Request:
Print the excerpt below on feature dependencies and the domain modeling environment in full, reproducing every line without alteration.

Selected text:

Figure 5: Generalization/Specialization Hierarchy from Payload Operations Control Centers

Example feature-object dependencies:

(Sending Real Time Commands Feature supported-by Real-Time_Command_Data_Store_OS optional)

Sending Real Time Commands Feature supported-by Satellite_Bound_Command_Problem_
Resolver_OS optional)

Sending Real Time Commands Feature supported-by Satellite_Bound_Real_Time_Command_
Processor_OS optional)

Example inter-feature dependency

(Verifying Real Time Commands Feature requires Sending Real Time Commands Feature)

Figure 6: Example Feature/Object and Inter-Feature Dependencies from Payload Operations Control Center Domain

2.3: Domain modeling environment

An environment which allows the generation of target systems from a domain model is referred to in this paper as a domain modeling environment. Such environments are also called application generators and software system generators [1]. These generators are usually highly domain-specific as they have the structure and code for the application domain built into them. In addition, they provide a means of adapting the code to generate a specific target system, either by means of parameterization or a by a user program written in a domain-specific language. A goal of this research is to have an application-domain-independent domain modeling method and environment to support the specification of a family of systems. An overview of the environment is provided in the next section.

Data segment:
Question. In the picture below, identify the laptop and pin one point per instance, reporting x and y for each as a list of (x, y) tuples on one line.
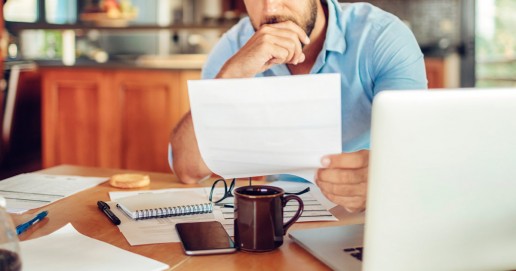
[(442, 186)]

The completed task:
Figure 5: Generalization/Specialization Hierarchy from Payload Operations Control Centers

Example feature-object dependencies:

(Sending Real Time Commands Feature supported-by Real-Time_Command_Data_Store_OS optional)

Sending Real Time Commands Feature supported-by Satellite_Bound_Command_Problem_
Resolver_OS optional)

Sending Real Time Commands Feature supported-by Satellite_Bound_Real_Time_Command_
Processor_OS optional)

Example inter-feature dependency

(Verifying Real Time Commands Feature requires Sending Real Time Commands Feature)

Figure 6: Example Feature/Object and Inter-Feature Dependencies from Payload Operations Control Center Domain

2.3: Domain modeling environment

An environment which allows the generation of target systems from a domain model is referred to in this paper as a domain modeling environment. Such environments are also called application generators and software system generators [1]. These generators are usually highly domain-specific as they have the structure and code for the application domain built into them. In addition, they provide a means of adapting the code to generate a specific target system, either by means of parameterization or a by a user program written in a domain-specific language. A goal of this research is to have an application-domain-independent domain modeling method and environment to support the specification of a family of systems. An overview of the environment is provided in the next section.